[Text provided]
-=-=-=-=-

Exploring Big Thicket
Big Thicket has been called ‘America’s Ark’ and the ‘Biological Crossroads of North America.’ It’s a National Preserve and a UNESCO Biological Preserve, but its boundaries aren’t precisely defined. It seems like every wooded area north of Beaumont gets lumped into the Big Thicket. The ecology is equally diverse, with as many as eleven ecosystems in a relatively small area: uplands, sandy lands, savannas, slope forests, floodplains, bay galls, flats, cypress sloughs, mixed-grass prairies, and river/roadside edges. All of this diversity begs for a choose your own adventure:
- Kayak on one of three Texas Paddling trails in the Big Thicket
- Hike with carnivorous plants on the Pitcher Plant Trail
- Mountain bike in the Turkey Creek Unit
Our choice, kayaking the 4.8-mile Cooks Lake to Scatterman Paddling Trail with Big Thicket Outfitters. We met our guide, Gerald, at the Saltwater Barrier boat launch. He loved the Neches River and made it his calling to show her off. Of all the 900-year-old cypress we paddled through, the most impressive was the Madonna Tree, with a very peculiar shape in her roots. It was early in the season, so we didn’t have that photogenic canopy of green overhead, but we were lucky that the water was down far enough to see “The Madonna” in her full glory.

-=-=-=-=-

Region pointing data:
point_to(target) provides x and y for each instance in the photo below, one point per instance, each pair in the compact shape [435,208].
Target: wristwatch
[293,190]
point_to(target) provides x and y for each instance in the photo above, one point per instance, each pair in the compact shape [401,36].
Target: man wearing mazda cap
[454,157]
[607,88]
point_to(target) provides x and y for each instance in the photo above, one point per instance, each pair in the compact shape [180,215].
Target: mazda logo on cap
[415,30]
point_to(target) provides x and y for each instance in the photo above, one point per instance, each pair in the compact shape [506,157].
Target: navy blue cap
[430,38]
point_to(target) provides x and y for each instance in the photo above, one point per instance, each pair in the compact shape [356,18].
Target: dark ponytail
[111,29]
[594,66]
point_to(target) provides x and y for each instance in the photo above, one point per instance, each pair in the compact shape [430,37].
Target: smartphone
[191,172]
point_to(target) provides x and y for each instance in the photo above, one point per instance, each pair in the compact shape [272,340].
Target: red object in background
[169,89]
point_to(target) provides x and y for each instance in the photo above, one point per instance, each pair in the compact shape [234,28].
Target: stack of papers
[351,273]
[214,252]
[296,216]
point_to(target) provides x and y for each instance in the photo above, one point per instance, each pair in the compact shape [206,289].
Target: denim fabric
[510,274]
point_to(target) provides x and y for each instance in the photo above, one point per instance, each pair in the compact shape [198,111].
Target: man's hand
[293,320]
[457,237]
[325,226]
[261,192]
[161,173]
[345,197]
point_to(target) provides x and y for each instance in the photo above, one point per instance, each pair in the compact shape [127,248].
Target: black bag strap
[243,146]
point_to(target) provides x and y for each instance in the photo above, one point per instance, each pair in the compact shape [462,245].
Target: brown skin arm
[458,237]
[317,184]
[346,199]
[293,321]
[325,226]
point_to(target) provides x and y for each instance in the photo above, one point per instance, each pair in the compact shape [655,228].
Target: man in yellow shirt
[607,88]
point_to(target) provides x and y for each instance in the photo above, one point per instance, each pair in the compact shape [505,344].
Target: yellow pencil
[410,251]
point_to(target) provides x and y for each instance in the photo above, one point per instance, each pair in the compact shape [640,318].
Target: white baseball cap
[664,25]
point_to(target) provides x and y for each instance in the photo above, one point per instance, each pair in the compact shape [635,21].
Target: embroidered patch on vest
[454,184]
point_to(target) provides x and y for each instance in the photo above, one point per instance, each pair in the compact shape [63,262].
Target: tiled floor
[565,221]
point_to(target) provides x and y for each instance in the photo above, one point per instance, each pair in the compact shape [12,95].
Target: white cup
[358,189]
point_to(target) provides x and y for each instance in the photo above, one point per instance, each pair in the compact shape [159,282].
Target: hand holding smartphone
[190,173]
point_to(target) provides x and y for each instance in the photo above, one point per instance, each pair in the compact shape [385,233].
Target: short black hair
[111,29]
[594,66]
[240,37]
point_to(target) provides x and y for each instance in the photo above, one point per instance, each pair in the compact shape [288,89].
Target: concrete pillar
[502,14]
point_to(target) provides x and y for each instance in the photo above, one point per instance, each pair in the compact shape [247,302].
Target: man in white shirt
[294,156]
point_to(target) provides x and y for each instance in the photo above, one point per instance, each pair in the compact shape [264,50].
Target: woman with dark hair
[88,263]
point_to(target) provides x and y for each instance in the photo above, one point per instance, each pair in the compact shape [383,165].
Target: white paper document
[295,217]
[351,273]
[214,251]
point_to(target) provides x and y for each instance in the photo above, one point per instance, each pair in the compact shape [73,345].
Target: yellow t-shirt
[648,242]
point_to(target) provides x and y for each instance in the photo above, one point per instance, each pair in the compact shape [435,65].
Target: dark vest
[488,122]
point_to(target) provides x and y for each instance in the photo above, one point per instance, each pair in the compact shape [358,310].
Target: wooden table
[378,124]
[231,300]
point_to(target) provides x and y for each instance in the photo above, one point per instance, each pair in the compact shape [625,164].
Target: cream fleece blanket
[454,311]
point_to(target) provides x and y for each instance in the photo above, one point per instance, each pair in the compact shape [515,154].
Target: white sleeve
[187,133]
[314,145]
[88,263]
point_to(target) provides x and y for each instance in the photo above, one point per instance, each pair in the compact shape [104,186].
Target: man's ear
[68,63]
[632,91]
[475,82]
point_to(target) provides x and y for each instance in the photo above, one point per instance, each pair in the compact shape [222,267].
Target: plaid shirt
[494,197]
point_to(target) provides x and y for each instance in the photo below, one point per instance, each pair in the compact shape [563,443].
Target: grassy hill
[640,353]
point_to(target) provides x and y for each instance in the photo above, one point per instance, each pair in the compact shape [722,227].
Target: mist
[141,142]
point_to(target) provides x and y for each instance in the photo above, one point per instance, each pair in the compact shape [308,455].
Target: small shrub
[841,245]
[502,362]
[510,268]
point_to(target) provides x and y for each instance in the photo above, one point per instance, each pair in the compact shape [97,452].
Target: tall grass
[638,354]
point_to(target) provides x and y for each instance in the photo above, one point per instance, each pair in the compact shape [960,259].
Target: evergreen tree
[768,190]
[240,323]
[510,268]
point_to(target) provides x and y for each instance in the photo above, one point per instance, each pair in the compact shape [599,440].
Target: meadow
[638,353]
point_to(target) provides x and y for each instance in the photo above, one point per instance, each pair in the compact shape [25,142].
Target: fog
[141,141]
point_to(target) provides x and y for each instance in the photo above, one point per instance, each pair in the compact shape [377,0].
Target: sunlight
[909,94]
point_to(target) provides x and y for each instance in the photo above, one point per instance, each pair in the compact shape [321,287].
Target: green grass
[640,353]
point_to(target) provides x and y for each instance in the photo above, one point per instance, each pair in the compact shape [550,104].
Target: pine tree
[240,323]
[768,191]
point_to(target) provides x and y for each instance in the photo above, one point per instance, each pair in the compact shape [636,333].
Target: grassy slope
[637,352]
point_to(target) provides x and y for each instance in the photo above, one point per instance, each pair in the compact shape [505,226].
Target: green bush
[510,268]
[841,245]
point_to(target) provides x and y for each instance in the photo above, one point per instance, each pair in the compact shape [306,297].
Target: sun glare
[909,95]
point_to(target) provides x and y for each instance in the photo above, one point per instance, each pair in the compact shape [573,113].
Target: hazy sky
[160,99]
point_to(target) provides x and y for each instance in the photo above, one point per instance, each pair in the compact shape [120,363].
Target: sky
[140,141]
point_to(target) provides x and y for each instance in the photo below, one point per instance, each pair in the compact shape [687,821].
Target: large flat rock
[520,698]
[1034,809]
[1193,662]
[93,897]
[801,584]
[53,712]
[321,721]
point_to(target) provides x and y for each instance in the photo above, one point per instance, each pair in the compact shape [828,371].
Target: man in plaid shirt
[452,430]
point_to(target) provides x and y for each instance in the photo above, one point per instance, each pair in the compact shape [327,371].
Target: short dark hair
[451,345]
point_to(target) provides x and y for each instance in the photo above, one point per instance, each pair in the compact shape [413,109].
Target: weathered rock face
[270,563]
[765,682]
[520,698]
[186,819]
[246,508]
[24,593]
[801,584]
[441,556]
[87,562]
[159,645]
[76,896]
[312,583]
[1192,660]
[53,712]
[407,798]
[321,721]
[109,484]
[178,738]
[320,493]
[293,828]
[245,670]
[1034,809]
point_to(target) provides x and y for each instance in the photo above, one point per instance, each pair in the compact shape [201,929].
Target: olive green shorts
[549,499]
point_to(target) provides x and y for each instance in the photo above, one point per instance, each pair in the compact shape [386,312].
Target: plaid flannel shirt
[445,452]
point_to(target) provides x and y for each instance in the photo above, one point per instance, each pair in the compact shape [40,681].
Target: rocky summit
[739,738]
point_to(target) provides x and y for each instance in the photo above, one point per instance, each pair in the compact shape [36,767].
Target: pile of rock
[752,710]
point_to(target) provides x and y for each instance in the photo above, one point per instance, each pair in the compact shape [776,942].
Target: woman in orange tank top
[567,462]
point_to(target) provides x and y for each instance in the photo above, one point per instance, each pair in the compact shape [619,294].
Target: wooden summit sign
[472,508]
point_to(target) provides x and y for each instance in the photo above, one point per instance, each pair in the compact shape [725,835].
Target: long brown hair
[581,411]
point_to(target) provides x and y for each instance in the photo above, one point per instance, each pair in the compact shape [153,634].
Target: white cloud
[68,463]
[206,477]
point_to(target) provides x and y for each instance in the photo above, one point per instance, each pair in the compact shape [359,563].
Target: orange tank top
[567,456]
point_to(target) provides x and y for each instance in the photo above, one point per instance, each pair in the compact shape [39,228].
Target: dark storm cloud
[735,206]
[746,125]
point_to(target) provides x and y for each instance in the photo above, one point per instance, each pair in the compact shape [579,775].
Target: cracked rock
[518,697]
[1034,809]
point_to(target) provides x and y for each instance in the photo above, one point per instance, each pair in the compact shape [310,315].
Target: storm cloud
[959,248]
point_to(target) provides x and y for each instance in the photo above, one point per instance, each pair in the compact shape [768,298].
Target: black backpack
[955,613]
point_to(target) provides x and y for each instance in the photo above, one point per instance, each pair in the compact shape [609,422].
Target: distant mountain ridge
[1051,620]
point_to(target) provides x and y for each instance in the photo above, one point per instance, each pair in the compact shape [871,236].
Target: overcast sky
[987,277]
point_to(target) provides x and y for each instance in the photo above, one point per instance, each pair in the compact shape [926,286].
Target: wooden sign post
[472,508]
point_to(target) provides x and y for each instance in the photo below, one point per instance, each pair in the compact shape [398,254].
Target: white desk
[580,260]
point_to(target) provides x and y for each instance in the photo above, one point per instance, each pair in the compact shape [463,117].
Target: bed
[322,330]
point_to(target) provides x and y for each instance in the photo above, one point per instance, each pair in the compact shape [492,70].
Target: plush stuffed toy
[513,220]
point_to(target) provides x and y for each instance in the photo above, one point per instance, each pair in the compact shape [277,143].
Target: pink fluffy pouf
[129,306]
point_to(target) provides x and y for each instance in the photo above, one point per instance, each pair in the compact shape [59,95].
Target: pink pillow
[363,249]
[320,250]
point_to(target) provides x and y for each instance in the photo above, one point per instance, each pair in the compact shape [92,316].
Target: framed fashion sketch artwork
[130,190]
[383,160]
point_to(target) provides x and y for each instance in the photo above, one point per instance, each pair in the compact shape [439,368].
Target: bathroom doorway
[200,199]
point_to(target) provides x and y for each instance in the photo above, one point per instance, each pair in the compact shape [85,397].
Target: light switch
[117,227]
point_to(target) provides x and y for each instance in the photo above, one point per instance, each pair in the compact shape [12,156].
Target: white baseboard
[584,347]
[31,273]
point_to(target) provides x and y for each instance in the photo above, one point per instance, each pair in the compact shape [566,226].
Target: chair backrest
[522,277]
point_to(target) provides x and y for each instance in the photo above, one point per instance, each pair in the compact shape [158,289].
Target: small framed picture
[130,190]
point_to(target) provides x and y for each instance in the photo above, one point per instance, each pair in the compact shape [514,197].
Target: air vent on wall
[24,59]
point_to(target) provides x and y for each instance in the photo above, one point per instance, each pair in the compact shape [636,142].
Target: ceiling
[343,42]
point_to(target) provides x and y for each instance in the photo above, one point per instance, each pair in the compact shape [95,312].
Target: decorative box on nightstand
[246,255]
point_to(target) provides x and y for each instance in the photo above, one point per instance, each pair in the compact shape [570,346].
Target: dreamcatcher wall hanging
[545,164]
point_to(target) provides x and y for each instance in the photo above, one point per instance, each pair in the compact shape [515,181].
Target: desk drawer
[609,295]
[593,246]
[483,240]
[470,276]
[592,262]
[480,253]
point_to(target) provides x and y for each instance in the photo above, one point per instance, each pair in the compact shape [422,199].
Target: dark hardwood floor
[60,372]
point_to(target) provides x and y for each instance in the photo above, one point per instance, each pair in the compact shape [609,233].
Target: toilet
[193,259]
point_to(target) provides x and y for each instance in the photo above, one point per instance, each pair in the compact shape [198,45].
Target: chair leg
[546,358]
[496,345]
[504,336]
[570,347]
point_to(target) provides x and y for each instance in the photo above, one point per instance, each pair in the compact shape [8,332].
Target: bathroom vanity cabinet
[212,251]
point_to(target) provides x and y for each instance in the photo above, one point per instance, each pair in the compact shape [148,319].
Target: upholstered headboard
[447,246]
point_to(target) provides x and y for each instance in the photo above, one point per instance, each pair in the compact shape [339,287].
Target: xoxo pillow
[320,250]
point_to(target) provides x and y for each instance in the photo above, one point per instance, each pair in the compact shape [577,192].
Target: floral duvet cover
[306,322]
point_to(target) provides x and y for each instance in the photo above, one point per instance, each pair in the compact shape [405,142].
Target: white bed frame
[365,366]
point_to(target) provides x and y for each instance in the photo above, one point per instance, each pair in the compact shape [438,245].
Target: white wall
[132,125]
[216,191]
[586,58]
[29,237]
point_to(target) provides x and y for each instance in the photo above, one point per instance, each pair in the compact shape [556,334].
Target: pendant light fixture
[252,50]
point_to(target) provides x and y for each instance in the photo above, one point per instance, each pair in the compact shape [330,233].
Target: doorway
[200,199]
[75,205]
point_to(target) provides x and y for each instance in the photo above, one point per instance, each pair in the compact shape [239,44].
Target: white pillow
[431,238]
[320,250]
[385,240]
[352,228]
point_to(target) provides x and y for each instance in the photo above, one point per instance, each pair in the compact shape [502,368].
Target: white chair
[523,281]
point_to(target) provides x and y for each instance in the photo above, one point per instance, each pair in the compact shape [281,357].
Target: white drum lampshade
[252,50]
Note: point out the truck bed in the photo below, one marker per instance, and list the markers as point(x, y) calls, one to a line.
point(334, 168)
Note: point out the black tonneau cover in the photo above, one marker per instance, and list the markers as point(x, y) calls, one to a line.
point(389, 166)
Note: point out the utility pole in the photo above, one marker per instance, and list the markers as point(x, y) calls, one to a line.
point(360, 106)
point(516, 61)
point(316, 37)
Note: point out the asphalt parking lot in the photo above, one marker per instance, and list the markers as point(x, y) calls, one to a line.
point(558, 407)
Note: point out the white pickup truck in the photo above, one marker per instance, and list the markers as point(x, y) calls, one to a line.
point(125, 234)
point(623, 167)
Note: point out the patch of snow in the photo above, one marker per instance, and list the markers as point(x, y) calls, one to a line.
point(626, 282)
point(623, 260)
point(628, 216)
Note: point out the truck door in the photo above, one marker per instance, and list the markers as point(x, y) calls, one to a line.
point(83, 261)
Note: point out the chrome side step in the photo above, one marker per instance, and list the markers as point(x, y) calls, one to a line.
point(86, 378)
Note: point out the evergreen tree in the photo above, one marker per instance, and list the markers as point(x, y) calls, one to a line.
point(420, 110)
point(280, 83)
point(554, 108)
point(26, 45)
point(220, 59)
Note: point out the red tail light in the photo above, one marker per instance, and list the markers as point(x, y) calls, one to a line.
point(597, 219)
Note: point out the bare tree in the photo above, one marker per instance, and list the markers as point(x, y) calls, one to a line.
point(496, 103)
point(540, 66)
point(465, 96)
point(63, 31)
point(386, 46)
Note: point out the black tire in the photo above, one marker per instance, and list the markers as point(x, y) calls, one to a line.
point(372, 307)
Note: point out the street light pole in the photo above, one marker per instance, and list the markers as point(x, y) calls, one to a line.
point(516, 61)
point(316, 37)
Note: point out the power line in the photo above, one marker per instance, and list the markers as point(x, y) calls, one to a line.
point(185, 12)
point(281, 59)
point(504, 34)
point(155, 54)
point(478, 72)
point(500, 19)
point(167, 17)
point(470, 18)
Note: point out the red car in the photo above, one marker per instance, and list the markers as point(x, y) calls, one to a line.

-=-=-=-=-

[Instructions to follow]
In the Big Thicket text, where did the group meet their guide for the kayak trip?

[Exercise result]
At the Saltwater Barrier boat launch.